■ **EXERCISE PROMPT**
Copy out word for word the lines of the data that start with the line containing "the street lamp?" and run through the end of the data.

■ **DATA ENTRIES**
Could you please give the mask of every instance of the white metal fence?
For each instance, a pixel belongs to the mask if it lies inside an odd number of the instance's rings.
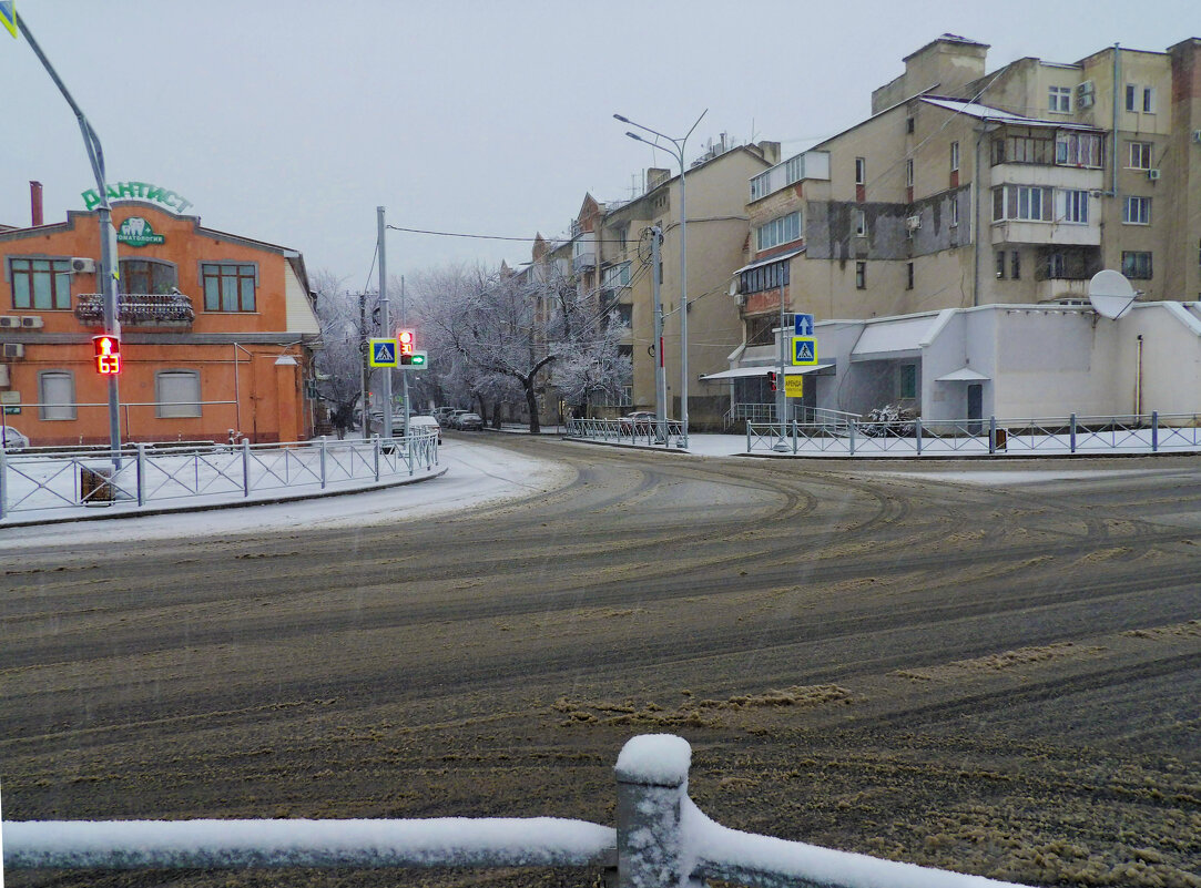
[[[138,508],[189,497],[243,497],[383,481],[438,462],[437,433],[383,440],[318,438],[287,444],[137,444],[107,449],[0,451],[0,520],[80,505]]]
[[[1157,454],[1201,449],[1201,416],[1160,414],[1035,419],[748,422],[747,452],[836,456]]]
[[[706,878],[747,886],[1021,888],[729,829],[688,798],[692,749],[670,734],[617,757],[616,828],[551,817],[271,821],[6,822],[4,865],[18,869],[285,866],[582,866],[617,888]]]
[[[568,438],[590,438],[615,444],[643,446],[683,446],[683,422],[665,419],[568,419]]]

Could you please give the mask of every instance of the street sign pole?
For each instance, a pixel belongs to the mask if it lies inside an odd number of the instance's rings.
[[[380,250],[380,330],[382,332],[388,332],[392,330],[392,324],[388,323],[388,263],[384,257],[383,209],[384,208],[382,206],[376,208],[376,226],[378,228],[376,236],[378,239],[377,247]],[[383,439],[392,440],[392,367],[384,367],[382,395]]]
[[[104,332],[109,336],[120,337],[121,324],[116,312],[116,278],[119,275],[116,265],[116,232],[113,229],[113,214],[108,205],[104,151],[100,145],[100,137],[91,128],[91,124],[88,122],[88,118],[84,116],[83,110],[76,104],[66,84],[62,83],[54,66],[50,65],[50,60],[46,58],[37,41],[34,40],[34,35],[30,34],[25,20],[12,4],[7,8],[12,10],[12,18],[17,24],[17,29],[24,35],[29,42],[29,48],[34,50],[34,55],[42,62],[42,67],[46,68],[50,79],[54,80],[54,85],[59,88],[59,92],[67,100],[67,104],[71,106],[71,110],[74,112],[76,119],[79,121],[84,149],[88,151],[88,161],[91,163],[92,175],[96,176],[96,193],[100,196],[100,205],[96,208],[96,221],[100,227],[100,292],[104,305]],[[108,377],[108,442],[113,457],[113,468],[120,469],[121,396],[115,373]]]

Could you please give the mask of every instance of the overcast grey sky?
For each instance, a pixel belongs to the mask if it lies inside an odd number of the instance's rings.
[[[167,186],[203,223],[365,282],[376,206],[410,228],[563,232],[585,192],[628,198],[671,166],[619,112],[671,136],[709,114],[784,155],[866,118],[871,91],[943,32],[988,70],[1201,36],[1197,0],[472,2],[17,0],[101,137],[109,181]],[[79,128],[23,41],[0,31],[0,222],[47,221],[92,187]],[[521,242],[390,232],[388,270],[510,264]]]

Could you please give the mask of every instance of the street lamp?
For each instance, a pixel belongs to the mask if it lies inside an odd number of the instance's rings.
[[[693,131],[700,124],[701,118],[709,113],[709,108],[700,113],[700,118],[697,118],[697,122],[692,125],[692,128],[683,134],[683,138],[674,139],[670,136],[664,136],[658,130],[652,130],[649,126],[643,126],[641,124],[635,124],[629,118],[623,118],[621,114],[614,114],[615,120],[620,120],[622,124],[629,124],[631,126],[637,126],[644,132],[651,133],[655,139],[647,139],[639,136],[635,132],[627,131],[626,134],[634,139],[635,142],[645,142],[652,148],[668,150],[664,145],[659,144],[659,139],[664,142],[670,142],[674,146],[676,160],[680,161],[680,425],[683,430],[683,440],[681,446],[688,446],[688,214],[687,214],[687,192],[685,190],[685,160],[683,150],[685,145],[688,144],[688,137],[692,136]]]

■ **RESULT OF THIS TASK**
Could you please give the mask of every instance of the street lamp?
For each instance, a pixel belongs to the mask if it lies inside an odd number of the instance's rings.
[[[693,131],[700,124],[701,118],[709,113],[709,108],[700,113],[700,118],[697,118],[697,122],[692,125],[692,128],[683,134],[683,138],[674,139],[670,136],[664,136],[658,130],[652,130],[649,126],[643,126],[641,124],[635,124],[629,118],[623,118],[621,114],[614,114],[615,120],[620,120],[622,124],[629,124],[631,126],[637,126],[644,132],[651,133],[655,139],[647,139],[639,136],[635,132],[627,131],[626,134],[634,139],[635,142],[645,142],[652,148],[668,150],[664,145],[659,144],[659,139],[664,142],[670,142],[674,146],[676,160],[680,161],[680,425],[683,430],[683,440],[681,446],[688,446],[688,214],[687,214],[687,192],[685,190],[685,160],[683,150],[685,145],[688,144],[688,137],[692,136]]]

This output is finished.